## WORK INSTRUCTIONS
Copy the records below verbatim, keeping every line in its original order.

= = = = =

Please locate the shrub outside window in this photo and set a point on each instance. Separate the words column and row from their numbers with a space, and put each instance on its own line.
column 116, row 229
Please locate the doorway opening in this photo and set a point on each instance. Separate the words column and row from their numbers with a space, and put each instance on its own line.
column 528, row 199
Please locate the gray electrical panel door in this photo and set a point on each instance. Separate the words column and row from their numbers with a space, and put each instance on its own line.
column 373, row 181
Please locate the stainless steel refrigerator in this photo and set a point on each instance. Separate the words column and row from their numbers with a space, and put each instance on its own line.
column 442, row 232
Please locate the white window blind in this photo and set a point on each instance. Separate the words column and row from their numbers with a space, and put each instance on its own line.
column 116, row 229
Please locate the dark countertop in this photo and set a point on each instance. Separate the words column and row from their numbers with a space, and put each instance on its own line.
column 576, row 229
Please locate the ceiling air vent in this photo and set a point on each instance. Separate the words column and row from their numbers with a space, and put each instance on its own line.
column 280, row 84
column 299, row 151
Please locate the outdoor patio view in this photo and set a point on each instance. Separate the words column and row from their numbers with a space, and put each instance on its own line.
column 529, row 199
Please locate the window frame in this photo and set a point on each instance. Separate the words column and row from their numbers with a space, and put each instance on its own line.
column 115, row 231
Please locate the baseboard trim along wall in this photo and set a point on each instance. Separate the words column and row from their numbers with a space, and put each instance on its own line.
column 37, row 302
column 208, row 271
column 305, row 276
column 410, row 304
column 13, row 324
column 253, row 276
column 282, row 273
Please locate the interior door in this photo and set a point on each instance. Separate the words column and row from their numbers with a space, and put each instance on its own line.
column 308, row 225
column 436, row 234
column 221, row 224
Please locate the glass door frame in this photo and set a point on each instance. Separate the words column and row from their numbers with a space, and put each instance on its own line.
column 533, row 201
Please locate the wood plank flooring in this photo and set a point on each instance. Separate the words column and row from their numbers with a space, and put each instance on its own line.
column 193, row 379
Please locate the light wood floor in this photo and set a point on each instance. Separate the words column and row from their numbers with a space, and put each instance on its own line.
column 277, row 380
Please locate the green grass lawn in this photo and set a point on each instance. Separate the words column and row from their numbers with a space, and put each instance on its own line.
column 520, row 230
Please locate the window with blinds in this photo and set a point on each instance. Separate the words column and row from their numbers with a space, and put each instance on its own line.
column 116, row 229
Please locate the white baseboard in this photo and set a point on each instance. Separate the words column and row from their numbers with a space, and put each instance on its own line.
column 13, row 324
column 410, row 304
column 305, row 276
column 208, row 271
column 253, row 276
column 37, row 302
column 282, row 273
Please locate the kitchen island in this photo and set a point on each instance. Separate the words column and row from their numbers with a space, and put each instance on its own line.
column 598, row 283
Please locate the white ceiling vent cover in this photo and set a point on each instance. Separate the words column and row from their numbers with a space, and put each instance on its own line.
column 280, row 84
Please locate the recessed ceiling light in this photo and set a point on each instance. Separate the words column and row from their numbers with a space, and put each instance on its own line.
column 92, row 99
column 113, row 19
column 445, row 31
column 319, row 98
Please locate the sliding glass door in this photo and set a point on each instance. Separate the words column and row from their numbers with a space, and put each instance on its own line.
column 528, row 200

= = = = =

## RESULT
Please locate the shrub outside window in this photo and set a point on each instance. Separate the words column and row from their numbers with a space, and put each instance on its own line.
column 116, row 229
Please locate the doorway opening in this photo and set a point on each instance. Separate the words column and row from their numbers with a space, and put each instance on its own line.
column 528, row 199
Please locate the gray electrical panel door in this photo and set a point on each instance. Separate the words column and row from their numbers with a space, and put each instance on its own line.
column 373, row 181
Please locate the stainless steel refrigerator in this photo and set a point on each instance. Separate the words column and row from their numbers with a space, and put each instance on its own line.
column 442, row 232
Please locate the white window blind in this photo and set a point on each instance. Separate the words column and row from their numbers with a space, and put each instance on its own line.
column 116, row 229
Please locate the dark countertop in this photo and set a point on each instance. Separate the words column and row from their numbers with a space, and put each instance on its own line.
column 576, row 229
Please locate the ceiling air vent in this photo and set a point on each instance. Separate the words column and row from their numbers with a space, and put each instance on its own line.
column 280, row 84
column 299, row 151
Please locate the outdoor patio view in this photo and set a point on each instance. Separate the words column and row from their numbers with a space, and put each instance on its own line.
column 529, row 199
Please locate the window frame in this photo and set a point on each instance. Separate the words column and row from their numbers with a space, and put each instance on its own line.
column 115, row 231
Please locate the baseboard trim along wall in this photo and set a point on each instance. Separate the words column and row from their numbers with a space, and put each instance on its own line.
column 37, row 302
column 208, row 271
column 305, row 276
column 410, row 304
column 13, row 324
column 253, row 276
column 282, row 273
Please locate the interior door in this photo and set a point on each instance. Separate the words column and row from their numbers with a space, and put each instance on its own line.
column 308, row 225
column 436, row 234
column 221, row 224
Please locate the glass door frame in this photo and set a point on each instance. Separate the words column and row from their numbers with a space, and put each instance on its own line.
column 533, row 201
Please locate the wood plank flooring in this photo and set a point on each instance. Separate the words column and row from their numbers with a space, and put each instance on its own line.
column 193, row 379
Please locate the light wood floor in this photo and set a point on each instance. Separate the words column and row from their numbers with a space, and put each instance on its own line.
column 277, row 380
Please locate the green grass lawn in this photo and set a point on each instance. Separate the words column and row from their numbers with a space, and put each instance on its own line.
column 520, row 230
Please locate the window with blinds in this photo and set a point on each instance. Separate the words column and row from their numbers with a space, and put each instance on its own line.
column 116, row 229
Please locate the white baseboard in this photo and set a point on each instance. Separate the words column and row from their numbers with a space, and put each instance on its own line.
column 13, row 324
column 410, row 304
column 305, row 276
column 208, row 271
column 253, row 276
column 37, row 302
column 282, row 273
Please locate the kitchen island in this photo and set a point on each instance. Separate the words column and row from their numbers with a space, and put each instance on its own line.
column 598, row 283
Please locate the white ceiling vent cover in this photo and set a point on each instance. Separate the words column and row from their numbers with a space, and put each instance on its own line.
column 280, row 84
Please locate the recessed ceiling light in this photo and set a point on each instance. Separate the words column and row from their numbers with a space, and put each instance on its own line.
column 92, row 99
column 113, row 19
column 445, row 31
column 319, row 98
Please locate the sliding glass door in this photo and set a point on each instance. Separate the words column and row from their numbers with a space, and put each instance on its own line.
column 528, row 200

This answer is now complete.